> **WHAT IS BEING ASKED**: If a line in the entries includes "item", show that line.

> **Stored entries**:
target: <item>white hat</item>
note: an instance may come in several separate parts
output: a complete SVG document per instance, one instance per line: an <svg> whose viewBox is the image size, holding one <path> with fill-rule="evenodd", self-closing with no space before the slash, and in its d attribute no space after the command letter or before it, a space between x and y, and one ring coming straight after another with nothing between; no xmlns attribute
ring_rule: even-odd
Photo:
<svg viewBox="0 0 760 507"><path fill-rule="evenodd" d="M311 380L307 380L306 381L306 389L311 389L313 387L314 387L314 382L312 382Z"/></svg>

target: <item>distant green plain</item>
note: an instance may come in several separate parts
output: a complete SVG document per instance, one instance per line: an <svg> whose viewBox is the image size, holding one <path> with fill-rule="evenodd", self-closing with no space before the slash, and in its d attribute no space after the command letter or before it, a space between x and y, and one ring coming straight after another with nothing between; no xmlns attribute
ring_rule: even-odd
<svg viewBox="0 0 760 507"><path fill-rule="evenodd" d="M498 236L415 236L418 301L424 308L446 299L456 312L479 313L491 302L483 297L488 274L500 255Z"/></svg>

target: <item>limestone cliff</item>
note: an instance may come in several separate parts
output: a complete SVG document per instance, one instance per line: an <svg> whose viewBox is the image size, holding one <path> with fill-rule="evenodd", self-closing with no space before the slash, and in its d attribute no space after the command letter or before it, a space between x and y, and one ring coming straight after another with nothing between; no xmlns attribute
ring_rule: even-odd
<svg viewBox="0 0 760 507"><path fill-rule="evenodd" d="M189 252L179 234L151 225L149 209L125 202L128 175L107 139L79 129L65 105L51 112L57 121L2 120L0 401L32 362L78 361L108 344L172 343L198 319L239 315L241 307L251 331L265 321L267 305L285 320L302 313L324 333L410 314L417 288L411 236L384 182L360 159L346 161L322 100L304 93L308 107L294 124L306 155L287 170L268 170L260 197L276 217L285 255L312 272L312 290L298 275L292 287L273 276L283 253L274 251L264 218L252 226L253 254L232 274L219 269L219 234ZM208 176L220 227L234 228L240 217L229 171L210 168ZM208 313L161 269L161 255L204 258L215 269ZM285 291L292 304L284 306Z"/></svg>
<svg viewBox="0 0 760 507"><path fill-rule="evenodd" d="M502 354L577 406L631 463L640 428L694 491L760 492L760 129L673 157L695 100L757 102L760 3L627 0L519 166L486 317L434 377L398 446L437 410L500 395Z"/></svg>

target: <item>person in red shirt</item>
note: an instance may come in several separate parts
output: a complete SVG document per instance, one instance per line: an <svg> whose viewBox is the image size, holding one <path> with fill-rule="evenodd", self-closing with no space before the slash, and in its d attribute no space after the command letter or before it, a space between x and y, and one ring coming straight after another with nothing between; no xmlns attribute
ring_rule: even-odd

> **PROBLEM SOLUTION**:
target: <item>white hat</item>
target: <item>distant green plain</item>
target: <item>limestone cliff</item>
target: <item>person in red shirt</item>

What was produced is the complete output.